*SCHRIFTLICHE AUFGABE 1:* Gib aus dem Textauszug den Abschnitt zwischen „Manchen ist es“ und „lauter brüllen kann?“ wieder, beide eingeschlossen, und ersetze darin „Lautstärke“ durch „Stimmgewalt“.
*SCHRIFTLICHE AUFGABE 2:* Wer brüllte laut dem Textauszug in der „Bremervörder Zeitung“?
*SCHRIFTLICHE AUFGABE 3:* Wie lässt sich der Textauszug in zwei Sätzen zusammenfassen?

*TEXTAUSZUG:*
──────────

10 Fakten über das Beschleunigungsgesetz und die „Küstenautobahn“
A 20: Politics by decibel

Manchen ist es wohl aus ihrem Job bekannt: Das „Management by decibel“. Mit dieser Strategie wird einer Meinung allein durch Lautstärke Gehör verschafft. Argumente? – Fehlanzeige! Wer will sich schon mit langwierigen Begründungen aufhalten, wenn man ohne sie viel lauter brüllen kann?

Die Dezibel-Strategie ist auch in der Politik sehr beliebt. In Niedersachsen beispielsweise wird gerade ziemlich laut gebrüllt. Anlass des Geschreis ist die Autobahn A 20 und das Beschleunigungsgesetz. Die „Nordwest-Zeitung“ brüllte heute auf der Titelseite und in einem Kommentar.[1] Enak Ferlemann (CDU), Parlamentarischer Staatssekretär im Bundesverkehrsministerium, brüllte in der „Bremervörder Zeitung.“[2] Björn Thümler (CDU) und Jörg Bode (FDP) brüllten schon am Freitag in Pressemitteilungen.[3] Angebrüllt wird schwerpunktmäßig der niedersächsische Umweltminister Stefan Wenzel (Die Grünen).

──────────

*Extrahierte Datensätze:*
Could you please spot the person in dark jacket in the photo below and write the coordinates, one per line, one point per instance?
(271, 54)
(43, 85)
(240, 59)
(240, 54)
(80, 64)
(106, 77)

──────────

*KORREKTE AUSGABE 1:*
Manchen ist es wohl aus ihrem Job bekannt: Das „Management by decibel“. Mit dieser Strategie wird einer Meinung allein durch Stimmgewalt Gehör verschafft. Argumente? – Fehlanzeige! Wer will sich schon mit langwierigen Begründungen aufhalten, wenn man ohne sie viel lauter brüllen kann?

*KORREKTE AUSGABE 2:* Enak Ferlemann (CDU), Parlamentarischer Staatssekretär im Bundesverkehrsministerium.

*KORREKTE AUSGABE 3:* Beim „Management by decibel“ wird einer Meinung allein durch Lautstärke statt durch Argumente Gehör verschafft. Diese Strategie ist auch in der Politik beliebt, etwa in Niedersachsen, wo wegen der A 20 und des Beschleunigungsgesetzes die „Nordwest-Zeitung“, Enak Ferlemann, Björn Thümler und Jörg Bode vor allem den Umweltminister Stefan Wenzel anbrüllen.